# GIVEN TASK
Can you reproduce every one of the entries below verbatim?

Data listing:
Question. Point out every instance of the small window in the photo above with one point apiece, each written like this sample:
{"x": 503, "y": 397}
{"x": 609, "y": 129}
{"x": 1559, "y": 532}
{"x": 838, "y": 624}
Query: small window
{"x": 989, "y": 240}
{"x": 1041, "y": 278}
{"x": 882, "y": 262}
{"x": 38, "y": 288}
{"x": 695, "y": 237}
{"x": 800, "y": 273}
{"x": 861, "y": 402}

# EXERCISE RESULT
Question. Point out every instance of the small window in the photo above with one point apiece, each written like this sample:
{"x": 503, "y": 397}
{"x": 609, "y": 129}
{"x": 1559, "y": 532}
{"x": 838, "y": 624}
Query: small window
{"x": 989, "y": 240}
{"x": 1041, "y": 278}
{"x": 882, "y": 262}
{"x": 38, "y": 288}
{"x": 695, "y": 237}
{"x": 800, "y": 273}
{"x": 861, "y": 402}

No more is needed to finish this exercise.